:: EXTRACT TO READ ::
** Begin **
Except I’m asking it to clean grout.
Sad face.
It won’t put up with that for long.
I hope.
WR replaced the hangers on 25 pieces of my clothing. I ripped five items from her grubby little paws to donate; she whined, but surrendered them.
Apparently, we need another bundle of 25 to finish the job. We’re swapping in velvet slim-fit hangers for the heinous plastic ones. (Ugh. Plastic.) WR refuses to live with ugly when there are alternatives.
More hangers: Ordered.
Yes, we could’ve counted when we ordered the last bundle. No, we did not. WR does not like to math. Except algebra. She kinda likes that.
Probably because of the letters.
WR joyfully pulled the stove out and cleaned behind it. She cleaned the walls. The corners.
I had to make her stop.
Who is this critter with all the energy? At one point, I caught her jumping up and down.
She was supposed to choose between reading, writing, and submitting poetry, remember?
She did submit one packet, at least, (three of her Emily Dickinson poems). But that was it.
The poems make her crave spring. Especially the violets: so pretty, so lost in the grass, just begging to be seen. The kind of flower you want to warn people not to step on accidentally. Underappreciated. Understudied. Okay, okay, enough about them. I know.
Manet painted violets. He was really good at still life. I saw an exhibit of his still life in Chicago, and I was just mesmerized.
Anyway.
Decluttering: finally finished. Long live deep cleaning. (Really? Who said that!) At this rate, I’ll be ahead of spring cleaning. (Ha! When was the last time I did that??)
After that? The fine tuning. The decorating. (Okay, okay, WR has been doing bits of that already. But soon, WR. Soon.)
Kinda sounds like the writing process, doesn’t it?
If Saturday holds this much energy, Sunday better stretch first.
** End **
:: DATASET SECTION ::
** Begin **
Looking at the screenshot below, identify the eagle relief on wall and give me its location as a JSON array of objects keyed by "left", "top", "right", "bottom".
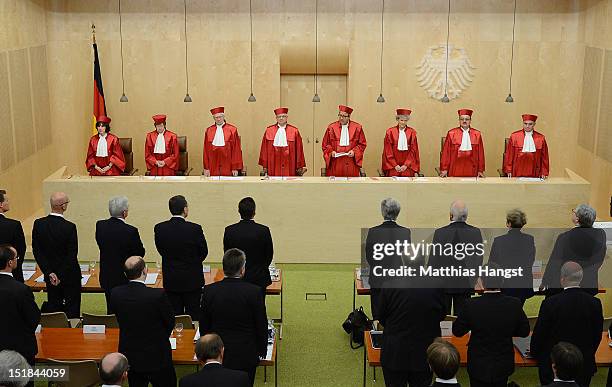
** End **
:: WHAT THIS EXERCISE ASKS ::
a. Do these statements agree with the decluttering post? Answer yes or no for each, quoting the words that decide it.
(i) WR replaced the hangers on 25 pieces of clothing.
(ii) The new hangers are plastic.
(iii) The writer saw an exhibit of Manet's still life in Chicago.
b. Translate this sentence from the decluttering post into Spanish: "WR joyfully pulled the stove out and cleaned behind it."
c. Pick up the post about decluttering and deep cleaning after its last line and keep it going.

:: ANSWER SET ::
a.
(i) Yes: "WR replaced the hangers on 25 pieces of my clothing."
(ii) No: "We’re swapping in velvet slim-fit hangers for the heinous plastic ones."
(iii) Yes: "I saw an exhibit of his still life in Chicago"

b. WR sacó alegremente la estufa y limpió detrás de ella.

c.
(If this is as boring as I fear it is, forgive me, dear reader. Sometimes you just feel like writing something, even when you don’t know what to say.)
I tried the “Japanese cheesecake” hack that’s making the rounds so you don’t have to.
The “recipe?”
Cram as many cookies as will fit into a single-serving container of Greek yogurt. Cover with plastic or pop the lid back on. Refrigerate overnight (or at least a few hours).
Verdict?
Don’t bother. Just have real cheesecake. Unless you enjoy soggy cookies?
In hindsight, last night was not a night for forcing alchemy on any front.
I sat down to submit a poetry packet. I was tired, but I reached into my ready-to-submit folder and pulled out one of my cheekier but meatier poems, expecting this part to be easy.
But.
The poem uses a very crude word. On purpose. To good effect.
I was rounding up a packet for a university’s journal, and while I thought the poem would be a good literary match, I wasn’t at all sure they’d accept that “make or break” word.
WR and I don’t accept censorship.
Not even imagined censorship. Not even from ourselves.
We do, however, demand that we interrogate poems that may be lacking.
The poem is actually sweet at its center, which is probably why WR insisted on the word, to offset that. (Unlike the unfortunate “cheesecake” which could have used more sugar.)
I put on my writing gloves. Picked up the scalpel.
After much consulting with WR, I found a euphemism that still conveyed the meaning I wanted. Not censorship, but truly asking if there wasn’t another way of saying it.
There was, I was embarrassed to find. But had I not found a better-but-still-apt phrase, I would’ve kept the word.
All good now, right?
Nope.
The more I poked at the poem, the more it unraveled. When that happens, I stop tinkering until the next day, and I compare both during daylight hours.
Now I’m wondering what its message is, and why it’s telling three stories…or is it?
Don’t revise when you’re tired, duckies. It’s a thankless job and it will keep you awake long after you’ve closed your laptop.
Upon reflection, I’m not sure that poem was right for that journal after all.
Doesn’t mean it doesn’t need revising. (I haven’t gotten around to it yet, but I will.)
Even if it does mention “middle-aged fools.” (I love that line.)
I tried to work on my novel at the library today, but alas, slow progress. So many of my people are hurting today, and I wish I could do more for them.
I did manage to tighten one section of the novel, moving whole paragraphs to the “scrap” file; I think it’s about time to print it so I can start scribbling notes onto it. It’s funny how parts of it are only just a shade past me thinking aloud.
I’m like, gorl, you better give me a scene and quit reading me stage directions or worse.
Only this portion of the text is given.